- DATA FOR THIS EXERCISE -

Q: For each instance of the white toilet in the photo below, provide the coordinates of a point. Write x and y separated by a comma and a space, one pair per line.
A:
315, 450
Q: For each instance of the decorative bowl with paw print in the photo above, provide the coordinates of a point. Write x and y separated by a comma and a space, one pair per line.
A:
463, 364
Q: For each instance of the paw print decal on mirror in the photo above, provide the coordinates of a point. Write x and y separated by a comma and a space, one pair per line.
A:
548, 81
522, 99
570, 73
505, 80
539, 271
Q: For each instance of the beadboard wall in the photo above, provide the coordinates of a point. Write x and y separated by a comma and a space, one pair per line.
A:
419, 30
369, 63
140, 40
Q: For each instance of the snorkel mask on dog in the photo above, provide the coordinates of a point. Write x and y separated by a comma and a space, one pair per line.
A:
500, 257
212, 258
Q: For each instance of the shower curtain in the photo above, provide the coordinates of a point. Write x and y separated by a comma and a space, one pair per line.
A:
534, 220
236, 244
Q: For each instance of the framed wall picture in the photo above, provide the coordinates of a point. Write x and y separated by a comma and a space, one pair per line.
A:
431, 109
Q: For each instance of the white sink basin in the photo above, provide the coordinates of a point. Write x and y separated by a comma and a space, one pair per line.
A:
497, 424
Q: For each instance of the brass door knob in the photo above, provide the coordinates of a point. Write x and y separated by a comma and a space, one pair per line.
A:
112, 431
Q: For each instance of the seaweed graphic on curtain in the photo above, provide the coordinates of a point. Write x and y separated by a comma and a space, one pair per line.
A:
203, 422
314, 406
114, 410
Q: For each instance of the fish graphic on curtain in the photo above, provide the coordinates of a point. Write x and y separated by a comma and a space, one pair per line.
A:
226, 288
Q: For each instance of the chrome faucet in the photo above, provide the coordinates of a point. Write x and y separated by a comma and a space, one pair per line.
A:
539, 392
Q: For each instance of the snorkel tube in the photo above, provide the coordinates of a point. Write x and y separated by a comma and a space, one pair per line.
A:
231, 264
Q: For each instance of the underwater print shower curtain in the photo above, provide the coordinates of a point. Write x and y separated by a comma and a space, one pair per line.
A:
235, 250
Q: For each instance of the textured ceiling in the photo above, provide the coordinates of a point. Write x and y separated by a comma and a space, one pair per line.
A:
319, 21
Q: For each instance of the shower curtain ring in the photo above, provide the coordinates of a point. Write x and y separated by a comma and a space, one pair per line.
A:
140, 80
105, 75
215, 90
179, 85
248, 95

- YOUR ASSIGNMENT -
Return, exactly as written, the "Q: For each instance of the snorkel tube" line and each line after it through the end of the listing above.

- EXERCISE RESULT -
Q: For each instance of the snorkel tube in the photo above, provide the coordinates of a point. Write x and y separated by a comma and a space, one pair per line.
A:
231, 264
Q: For each instance of the underwater print shower curtain in the photo above, provide the coordinates of a point. Write x and y separated by a comma and a space, one pair per line.
A:
235, 250
Q: For each instance of the textured ceiling in the photo above, provide the coordinates of a point. Write x and y separated by a comma and a space, one pair per line.
A:
319, 21
Q: For each instance of the shower curtain ring in the photo above, provide the coordinates of a point. Write x and y separated by a comma and a space, one pair per line.
A:
140, 80
105, 75
215, 90
179, 85
248, 95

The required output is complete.